# Document segment

I was already in the midst of a transitional period of my life when I was diagnosed with diabetes. It was my first year out of school. I was driving on my own. I was working my first proper job. I had uni assignments that I had spent way too much time procrastinating on in the weeks before I was diagnosed. I can remember sitting in the hospital cafeteria with my accounting book and pencil one afternoon, desperately trying to catch up. I had exams just a few weeks away. I was about to turn 18. And on top of that, I had a shiny new autoimmune disease to manage and hospital appointments to attend.
Needless to say, there wasn’t really any time for me to stop and take it all in. I didn’t really have time to cry about the fact that I would need to have injections for the rest of my life. I didn’t have time to beat myself up over what I had done wrong to deserve diabetes. There was so much going on outside of diabetes at the time, that I really just had to get on with it.
Since then, managing diabetes has quickly become a part of me. Despite the fact that diabetes is still only a relatively small portion of my life, it feels like I’ve been doing it forever. And most of the time, I hardly even think twice about why I’m doing what I’m doing. The insulin injections, the finger pricks, the terrifying night time hypos, the infuriating morning hypers, the carb counting, glycemic index monitoring, the binge eating, the blood, the sweat and the tears that goes into it all. Doing diabetes is like driving a car with the radio turned up. I can sing along to my favourite song, and chat with the person sitting next to me without thinking too much about the actual driving part.

Entries drawn from a collection
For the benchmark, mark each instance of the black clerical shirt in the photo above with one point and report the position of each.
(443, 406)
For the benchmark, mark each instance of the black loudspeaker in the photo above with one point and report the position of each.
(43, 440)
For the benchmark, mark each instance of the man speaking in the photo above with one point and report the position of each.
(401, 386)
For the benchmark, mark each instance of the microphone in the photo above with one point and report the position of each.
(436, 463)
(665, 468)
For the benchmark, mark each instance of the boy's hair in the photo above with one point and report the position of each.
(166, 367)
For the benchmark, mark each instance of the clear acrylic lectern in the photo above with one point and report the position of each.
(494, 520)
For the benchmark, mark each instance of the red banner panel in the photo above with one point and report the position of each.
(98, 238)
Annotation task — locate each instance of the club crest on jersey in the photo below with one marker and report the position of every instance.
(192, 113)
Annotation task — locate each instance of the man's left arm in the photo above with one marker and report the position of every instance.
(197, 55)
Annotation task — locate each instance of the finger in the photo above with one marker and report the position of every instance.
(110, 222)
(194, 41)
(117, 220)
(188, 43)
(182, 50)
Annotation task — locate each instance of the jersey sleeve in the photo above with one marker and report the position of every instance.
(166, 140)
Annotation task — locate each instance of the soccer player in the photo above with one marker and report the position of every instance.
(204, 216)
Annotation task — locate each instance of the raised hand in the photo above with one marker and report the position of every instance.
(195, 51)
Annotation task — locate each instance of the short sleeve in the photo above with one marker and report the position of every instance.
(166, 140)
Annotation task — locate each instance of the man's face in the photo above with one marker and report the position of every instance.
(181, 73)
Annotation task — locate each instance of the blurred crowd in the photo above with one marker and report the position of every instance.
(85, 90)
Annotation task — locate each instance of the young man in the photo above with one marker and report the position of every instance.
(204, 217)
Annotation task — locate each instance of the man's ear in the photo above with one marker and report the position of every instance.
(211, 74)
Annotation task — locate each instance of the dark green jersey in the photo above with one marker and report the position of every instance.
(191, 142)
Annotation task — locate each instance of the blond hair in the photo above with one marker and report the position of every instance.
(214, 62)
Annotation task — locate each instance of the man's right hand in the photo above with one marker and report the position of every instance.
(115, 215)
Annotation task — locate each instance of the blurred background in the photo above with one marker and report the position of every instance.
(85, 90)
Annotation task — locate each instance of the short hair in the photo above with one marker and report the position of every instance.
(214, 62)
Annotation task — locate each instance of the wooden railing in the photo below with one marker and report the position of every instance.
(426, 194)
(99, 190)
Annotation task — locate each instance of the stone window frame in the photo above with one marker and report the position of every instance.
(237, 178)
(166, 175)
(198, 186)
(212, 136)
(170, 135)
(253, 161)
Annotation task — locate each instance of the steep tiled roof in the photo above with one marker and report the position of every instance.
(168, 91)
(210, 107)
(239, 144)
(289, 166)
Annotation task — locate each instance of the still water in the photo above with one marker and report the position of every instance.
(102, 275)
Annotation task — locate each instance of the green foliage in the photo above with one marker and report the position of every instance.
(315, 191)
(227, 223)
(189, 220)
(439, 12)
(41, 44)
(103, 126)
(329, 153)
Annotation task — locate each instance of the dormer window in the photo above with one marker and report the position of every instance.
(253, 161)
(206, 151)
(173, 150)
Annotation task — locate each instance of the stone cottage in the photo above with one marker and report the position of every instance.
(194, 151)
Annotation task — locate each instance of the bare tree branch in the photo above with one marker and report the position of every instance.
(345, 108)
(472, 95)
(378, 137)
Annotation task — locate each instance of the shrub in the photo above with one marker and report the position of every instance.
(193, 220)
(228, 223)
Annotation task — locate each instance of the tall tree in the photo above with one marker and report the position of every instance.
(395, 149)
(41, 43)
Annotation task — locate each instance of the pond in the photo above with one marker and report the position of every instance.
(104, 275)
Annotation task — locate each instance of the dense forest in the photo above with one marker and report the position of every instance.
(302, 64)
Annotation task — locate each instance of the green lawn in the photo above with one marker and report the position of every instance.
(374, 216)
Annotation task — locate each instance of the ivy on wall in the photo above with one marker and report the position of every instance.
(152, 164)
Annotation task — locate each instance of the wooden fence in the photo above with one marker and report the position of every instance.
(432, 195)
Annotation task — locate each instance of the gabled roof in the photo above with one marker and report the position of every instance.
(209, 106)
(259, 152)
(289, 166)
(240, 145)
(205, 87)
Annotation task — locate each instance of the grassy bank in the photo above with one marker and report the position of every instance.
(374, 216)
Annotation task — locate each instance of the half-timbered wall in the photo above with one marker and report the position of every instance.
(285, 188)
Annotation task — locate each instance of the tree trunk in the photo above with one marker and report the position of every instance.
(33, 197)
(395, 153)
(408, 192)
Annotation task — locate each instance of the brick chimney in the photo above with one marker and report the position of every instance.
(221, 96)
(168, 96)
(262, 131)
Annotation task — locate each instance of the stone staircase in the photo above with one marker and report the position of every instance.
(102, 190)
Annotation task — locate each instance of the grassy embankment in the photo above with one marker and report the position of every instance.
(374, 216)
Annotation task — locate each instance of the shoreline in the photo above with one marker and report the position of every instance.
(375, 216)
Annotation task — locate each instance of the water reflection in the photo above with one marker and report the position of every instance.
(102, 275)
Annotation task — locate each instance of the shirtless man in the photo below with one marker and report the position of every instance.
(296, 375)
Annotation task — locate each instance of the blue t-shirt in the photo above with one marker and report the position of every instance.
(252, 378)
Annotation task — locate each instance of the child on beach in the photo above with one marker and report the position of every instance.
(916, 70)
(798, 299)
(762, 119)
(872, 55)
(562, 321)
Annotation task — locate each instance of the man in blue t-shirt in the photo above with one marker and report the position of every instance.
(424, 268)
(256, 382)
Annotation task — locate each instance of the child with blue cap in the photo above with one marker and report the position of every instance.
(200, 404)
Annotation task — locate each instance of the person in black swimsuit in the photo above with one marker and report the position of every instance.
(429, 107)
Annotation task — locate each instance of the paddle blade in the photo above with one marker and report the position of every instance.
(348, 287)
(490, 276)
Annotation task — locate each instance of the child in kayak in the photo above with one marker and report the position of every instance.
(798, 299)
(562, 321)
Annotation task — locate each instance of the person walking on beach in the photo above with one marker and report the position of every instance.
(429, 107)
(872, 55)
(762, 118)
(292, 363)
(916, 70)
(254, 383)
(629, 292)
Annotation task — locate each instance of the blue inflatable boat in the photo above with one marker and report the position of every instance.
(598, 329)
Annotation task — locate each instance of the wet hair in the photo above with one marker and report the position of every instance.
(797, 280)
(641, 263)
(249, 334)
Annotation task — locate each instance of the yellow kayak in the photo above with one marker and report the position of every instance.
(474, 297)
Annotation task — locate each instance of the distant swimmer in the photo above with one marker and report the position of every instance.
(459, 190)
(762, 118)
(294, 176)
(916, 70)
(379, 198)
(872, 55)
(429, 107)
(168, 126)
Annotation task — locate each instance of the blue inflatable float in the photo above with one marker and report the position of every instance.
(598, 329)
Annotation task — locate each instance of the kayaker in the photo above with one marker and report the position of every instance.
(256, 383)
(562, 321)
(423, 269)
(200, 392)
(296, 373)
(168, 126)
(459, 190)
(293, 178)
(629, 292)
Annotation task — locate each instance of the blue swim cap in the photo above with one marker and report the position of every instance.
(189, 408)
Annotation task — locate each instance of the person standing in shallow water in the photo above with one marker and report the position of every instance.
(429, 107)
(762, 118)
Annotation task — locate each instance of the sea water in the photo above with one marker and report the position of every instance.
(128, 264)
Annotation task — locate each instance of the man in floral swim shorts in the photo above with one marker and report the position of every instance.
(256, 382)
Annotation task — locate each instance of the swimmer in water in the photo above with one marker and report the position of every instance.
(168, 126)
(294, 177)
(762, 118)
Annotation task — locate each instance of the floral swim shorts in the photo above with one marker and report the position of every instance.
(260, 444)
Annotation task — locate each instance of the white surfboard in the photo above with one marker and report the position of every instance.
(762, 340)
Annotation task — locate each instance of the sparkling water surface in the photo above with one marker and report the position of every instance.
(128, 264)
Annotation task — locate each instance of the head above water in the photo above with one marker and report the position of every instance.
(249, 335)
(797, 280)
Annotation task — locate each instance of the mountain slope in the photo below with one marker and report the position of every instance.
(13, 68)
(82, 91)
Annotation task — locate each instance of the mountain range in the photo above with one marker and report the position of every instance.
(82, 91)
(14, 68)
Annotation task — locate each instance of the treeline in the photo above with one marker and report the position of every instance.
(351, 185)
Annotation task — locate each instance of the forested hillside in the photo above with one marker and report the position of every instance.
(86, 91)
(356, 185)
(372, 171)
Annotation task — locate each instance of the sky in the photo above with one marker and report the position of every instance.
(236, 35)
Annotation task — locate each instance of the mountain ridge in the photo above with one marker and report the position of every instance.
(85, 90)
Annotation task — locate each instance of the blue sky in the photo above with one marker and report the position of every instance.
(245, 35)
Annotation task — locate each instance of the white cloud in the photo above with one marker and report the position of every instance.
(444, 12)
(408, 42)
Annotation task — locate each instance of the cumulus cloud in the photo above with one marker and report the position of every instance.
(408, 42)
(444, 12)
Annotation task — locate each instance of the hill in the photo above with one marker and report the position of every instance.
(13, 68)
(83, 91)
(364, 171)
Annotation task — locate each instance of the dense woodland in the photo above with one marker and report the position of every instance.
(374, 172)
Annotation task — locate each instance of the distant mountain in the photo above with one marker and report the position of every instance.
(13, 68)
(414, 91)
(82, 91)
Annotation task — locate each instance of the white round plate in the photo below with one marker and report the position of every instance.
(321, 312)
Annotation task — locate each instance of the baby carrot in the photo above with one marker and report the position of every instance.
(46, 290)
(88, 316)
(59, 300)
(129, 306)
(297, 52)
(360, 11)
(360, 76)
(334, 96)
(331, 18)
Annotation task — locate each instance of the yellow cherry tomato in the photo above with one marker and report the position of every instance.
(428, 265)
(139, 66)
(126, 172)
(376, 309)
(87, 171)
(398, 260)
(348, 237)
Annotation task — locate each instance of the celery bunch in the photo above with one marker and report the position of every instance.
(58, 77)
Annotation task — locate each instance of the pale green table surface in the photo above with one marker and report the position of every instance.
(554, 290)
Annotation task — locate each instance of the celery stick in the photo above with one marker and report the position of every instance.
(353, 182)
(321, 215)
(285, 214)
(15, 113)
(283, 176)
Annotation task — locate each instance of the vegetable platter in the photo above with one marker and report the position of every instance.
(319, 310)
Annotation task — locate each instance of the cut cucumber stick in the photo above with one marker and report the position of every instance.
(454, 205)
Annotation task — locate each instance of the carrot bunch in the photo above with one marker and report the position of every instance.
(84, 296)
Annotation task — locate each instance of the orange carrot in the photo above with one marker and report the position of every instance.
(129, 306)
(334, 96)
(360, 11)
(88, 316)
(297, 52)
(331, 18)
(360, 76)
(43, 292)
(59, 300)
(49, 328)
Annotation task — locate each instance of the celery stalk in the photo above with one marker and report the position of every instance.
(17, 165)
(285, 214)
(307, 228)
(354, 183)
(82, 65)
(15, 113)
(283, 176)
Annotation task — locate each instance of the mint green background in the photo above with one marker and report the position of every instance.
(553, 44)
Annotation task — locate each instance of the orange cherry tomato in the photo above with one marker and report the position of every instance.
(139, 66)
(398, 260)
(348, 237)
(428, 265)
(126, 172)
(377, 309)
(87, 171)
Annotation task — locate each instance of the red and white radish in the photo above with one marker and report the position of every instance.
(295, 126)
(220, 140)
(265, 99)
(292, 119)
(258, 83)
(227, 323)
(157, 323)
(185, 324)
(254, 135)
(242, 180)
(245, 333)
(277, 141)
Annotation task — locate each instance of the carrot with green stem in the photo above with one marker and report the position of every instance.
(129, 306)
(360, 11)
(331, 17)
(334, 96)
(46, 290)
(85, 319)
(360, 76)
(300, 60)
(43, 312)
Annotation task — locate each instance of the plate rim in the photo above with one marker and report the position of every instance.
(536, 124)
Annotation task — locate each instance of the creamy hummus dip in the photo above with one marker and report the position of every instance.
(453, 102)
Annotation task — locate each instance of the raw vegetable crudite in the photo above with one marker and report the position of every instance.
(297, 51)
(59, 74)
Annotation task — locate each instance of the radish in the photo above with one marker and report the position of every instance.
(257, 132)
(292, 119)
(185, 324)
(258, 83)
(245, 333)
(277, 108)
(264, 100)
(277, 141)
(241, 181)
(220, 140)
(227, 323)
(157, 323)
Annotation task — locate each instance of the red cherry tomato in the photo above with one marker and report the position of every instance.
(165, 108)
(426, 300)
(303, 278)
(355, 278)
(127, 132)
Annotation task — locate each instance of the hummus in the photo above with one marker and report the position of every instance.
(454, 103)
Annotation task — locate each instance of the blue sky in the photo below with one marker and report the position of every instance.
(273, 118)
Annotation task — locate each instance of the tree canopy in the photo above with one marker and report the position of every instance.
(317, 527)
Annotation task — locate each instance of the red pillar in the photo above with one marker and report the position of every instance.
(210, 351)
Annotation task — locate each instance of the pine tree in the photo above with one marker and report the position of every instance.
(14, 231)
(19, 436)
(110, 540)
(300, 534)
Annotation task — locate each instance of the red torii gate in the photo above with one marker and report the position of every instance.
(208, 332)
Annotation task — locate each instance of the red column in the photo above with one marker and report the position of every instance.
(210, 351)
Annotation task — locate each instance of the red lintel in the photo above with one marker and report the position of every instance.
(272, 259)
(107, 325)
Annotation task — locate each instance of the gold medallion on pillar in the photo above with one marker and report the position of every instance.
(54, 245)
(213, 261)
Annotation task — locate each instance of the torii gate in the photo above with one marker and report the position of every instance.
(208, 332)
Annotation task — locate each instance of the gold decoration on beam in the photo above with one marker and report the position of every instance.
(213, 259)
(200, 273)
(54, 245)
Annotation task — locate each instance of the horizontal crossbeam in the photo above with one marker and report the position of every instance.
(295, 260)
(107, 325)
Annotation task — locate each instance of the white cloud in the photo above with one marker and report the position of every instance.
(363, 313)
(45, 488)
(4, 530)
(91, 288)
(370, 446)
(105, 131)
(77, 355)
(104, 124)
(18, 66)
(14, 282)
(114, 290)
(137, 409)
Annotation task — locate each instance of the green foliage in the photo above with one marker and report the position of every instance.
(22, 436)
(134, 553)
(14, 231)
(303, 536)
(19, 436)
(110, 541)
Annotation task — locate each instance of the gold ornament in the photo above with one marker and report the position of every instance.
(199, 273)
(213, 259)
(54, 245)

# To do
1/ In the text on living with diabetes, what does the writer say doing diabetes is like?
2/ Supply the next part of the text on living with diabetes, picking up after its final sentence.
The entries have no connection to the text on living with diabetes.

# Answers
1/ Doing diabetes is like driving a car with the radio turned up.

2/
I have never really stopped and told myself, “I’m doing this because I have diabetes. I’m going to have to do this every day for the rest of my life.” And for that reason, I can’t really say that I live my life hoping for, or expecting a cure for my diabetes.
Dad has been reassuring me since the day I left hospital that there will definitely be a cure. Ten, fifteen years away tops. Definitely in my lifetime. Mum is always cutting out stories from the newspaper about the latest breakthroughs in the diabetes world. We always rush to the television whenever we hear a story coming up on the news at dinner time. People who I chat with in the Diabetes Online Community are so damn enthusiastic about a cure, or finding one. Folks who have lived with diabetes for a lot longer than I have.
Boy, I bloody admire their enthusiasm. I really do. I wish I could get excited about it, but I just can’t. I didn’t even realise people dreamed up cure parties in their minds, because I have never once thought of that day ever coming. In some ways, diabetes seems like too much of a “business” now, to be simply cured and over with tomorrow.
Right now, getting my numbers more consistent during the night seems real. Getting back to a happy place with my diabetes management seems real. Getting a little more fit this summer seems real. Cutting back on chocolate seems real (okay, maybe just possible).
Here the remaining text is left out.